Set problem: In the rows below, substitute "dot" for every occurrence of "marker" and reproduce each line with no other change.

Supplied data:
►

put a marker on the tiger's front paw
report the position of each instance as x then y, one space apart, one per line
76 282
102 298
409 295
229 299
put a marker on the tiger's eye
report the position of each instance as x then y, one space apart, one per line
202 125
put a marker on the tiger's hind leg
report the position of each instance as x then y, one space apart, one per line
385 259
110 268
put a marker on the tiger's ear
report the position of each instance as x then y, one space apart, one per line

◄

Answer below:
put a dot on the tiger's front paw
report the position of each instance as x then y, one space apart, one per line
76 282
102 298
409 295
229 299
put a dot on the tiger's eye
report the position of each instance as x then y, one space apart, one per line
202 125
put a dot on the tiger's hind leg
report the position of each instance as x then y, one space apart, one per line
385 259
110 268
put a dot on the tiger's ear
report the position of each instance as x then y, one space apart, one per line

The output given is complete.